泥孩儿怪
《湖海新闻夷坚续志》
临安[1] 风俗,嬉游湖上者,相尚多买平江[2] 泥孩儿,仍与邻家,谓之土宜像。院西有一民家女,因得压被孩儿,归置床屏彩桥之上,玩弄爱惜无厌。一日午睡,忽闻有人歌诗云:“绣被长年劳转展,香帏还许暂偎随。”及觉,不见有人。是夕,中夜睡微醒,复闻有歌前诗句。惊觉,月影朦胧,见一少年侵步[3] 帐西,女子惊起。进而抚之曰:“毋恐,我所居去此不远,慕子之久,神魂到此,不待启关而入。”起视扃钥[4] 如故。女知其神,不得已与之合焉。正当风清月白之时,此子时复而来,因遗[5] 金环。女密投箱箧中,数日见金环实土为之,女心大惊。忽见压被孩儿左臂上金环不存,知此为怪,遂碎而投诸河,其怪遂绝。

任务说明
- A) 在这则故事里,女子过了几天发现金环其实是用什么做成的?
- B) 请把条目中含有字符串“throw”的每一行都收集起来,区分大小写。
这则故事和后面的条目彼此没有关联。

所给条目
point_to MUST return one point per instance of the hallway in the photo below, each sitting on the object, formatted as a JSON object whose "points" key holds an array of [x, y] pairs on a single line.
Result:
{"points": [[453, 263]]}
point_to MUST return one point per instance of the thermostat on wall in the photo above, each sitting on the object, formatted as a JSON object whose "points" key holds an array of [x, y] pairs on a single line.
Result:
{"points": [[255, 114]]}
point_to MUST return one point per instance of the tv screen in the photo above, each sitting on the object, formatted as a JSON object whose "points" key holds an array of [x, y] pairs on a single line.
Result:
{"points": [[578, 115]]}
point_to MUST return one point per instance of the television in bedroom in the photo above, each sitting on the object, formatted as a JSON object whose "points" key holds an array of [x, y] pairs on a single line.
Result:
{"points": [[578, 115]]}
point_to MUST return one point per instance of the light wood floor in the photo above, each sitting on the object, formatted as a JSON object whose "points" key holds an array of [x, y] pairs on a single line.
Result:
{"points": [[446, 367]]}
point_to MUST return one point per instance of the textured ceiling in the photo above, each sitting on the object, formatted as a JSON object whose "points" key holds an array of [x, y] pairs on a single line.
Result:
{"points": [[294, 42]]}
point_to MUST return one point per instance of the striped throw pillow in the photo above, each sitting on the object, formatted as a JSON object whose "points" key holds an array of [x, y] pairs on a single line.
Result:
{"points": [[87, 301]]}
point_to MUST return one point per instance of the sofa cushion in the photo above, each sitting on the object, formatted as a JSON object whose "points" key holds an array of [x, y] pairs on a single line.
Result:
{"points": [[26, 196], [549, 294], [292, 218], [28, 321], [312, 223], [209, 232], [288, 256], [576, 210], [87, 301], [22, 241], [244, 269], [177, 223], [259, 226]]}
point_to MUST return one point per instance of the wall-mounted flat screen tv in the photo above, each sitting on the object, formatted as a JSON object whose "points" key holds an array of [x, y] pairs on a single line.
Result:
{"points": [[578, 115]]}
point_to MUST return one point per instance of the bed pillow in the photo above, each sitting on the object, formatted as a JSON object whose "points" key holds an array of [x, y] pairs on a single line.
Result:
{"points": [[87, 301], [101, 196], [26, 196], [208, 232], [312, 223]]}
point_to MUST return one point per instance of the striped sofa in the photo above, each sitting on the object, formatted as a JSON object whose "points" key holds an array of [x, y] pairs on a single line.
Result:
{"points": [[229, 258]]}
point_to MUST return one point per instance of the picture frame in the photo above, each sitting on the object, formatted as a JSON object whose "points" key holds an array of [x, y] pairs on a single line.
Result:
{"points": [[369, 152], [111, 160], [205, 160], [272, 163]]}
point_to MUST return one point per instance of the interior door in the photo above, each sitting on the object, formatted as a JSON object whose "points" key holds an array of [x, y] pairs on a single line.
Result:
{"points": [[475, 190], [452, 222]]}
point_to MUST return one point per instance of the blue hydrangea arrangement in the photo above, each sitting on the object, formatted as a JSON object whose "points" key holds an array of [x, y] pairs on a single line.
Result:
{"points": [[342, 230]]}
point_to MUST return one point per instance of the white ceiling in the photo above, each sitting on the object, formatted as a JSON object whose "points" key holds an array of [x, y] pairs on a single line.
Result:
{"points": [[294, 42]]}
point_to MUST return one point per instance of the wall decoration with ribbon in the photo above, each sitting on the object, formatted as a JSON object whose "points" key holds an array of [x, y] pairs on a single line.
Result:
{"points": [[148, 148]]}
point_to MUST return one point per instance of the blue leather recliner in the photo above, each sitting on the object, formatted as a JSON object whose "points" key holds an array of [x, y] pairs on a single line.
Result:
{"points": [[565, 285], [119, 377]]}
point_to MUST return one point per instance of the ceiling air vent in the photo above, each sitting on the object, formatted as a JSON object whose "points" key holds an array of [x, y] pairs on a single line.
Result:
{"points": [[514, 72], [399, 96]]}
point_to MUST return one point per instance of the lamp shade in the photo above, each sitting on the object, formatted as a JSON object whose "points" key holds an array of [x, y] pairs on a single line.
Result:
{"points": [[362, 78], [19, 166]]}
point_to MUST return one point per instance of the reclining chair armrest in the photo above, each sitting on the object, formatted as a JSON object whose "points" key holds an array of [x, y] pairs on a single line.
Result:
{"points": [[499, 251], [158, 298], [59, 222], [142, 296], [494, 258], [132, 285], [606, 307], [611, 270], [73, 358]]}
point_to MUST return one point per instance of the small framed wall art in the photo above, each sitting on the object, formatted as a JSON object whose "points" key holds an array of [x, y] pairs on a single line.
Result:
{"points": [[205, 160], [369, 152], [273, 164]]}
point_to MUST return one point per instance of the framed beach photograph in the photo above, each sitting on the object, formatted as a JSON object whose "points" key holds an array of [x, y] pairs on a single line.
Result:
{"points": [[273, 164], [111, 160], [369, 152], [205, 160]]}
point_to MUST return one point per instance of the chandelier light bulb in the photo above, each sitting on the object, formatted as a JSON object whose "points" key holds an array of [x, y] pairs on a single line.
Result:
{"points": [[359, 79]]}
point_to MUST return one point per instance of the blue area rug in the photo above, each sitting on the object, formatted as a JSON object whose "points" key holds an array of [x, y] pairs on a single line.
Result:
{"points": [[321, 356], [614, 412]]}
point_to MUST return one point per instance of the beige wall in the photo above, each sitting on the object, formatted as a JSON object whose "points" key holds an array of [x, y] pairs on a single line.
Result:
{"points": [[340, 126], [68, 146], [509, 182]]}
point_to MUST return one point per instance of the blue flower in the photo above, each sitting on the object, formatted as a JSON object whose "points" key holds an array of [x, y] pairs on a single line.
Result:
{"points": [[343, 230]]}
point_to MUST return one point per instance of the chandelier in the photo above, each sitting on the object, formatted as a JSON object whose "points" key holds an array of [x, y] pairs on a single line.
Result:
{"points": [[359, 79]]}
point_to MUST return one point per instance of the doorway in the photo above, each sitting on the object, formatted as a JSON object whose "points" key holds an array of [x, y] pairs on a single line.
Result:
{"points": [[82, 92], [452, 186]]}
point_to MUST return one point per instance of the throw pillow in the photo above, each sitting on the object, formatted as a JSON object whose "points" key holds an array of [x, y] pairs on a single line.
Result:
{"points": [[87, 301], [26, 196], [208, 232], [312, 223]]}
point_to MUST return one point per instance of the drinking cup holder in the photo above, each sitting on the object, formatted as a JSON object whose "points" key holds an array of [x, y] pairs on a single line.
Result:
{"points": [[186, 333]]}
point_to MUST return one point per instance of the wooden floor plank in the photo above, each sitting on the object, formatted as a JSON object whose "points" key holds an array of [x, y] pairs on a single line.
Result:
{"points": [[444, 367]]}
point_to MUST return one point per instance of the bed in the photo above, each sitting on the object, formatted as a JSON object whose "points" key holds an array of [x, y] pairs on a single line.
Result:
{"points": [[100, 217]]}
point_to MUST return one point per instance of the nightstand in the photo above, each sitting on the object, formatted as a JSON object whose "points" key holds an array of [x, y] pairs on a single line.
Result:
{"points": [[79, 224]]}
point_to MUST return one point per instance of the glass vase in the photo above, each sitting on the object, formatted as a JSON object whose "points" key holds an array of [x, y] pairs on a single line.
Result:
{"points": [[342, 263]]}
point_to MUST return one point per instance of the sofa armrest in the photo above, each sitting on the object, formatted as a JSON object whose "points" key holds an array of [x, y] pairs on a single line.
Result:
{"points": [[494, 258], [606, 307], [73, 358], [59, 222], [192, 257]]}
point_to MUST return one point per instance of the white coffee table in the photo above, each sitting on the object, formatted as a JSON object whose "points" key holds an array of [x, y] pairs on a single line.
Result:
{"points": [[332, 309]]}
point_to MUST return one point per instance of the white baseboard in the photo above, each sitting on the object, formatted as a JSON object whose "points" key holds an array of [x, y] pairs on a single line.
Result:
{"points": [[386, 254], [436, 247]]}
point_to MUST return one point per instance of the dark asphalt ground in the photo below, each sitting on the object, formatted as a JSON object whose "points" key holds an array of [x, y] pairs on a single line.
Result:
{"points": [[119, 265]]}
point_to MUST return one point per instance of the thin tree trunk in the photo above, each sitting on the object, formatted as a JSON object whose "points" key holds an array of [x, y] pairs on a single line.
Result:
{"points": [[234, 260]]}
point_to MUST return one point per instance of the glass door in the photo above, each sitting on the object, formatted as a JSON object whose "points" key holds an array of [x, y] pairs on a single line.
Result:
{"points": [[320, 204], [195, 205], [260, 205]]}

参考答案
- A) 金环其实是用土做成的。

- B)
point_to MUST return one point per instance of the striped throw pillow in the photo above, each sitting on the object, formatted as a JSON object whose "points" key holds an array of [x, y] pairs on a single line.
point_to MUST return one point per instance of the throw pillow in the photo above, each sitting on the object, formatted as a JSON object whose "points" key holds an array of [x, y] pairs on a single line.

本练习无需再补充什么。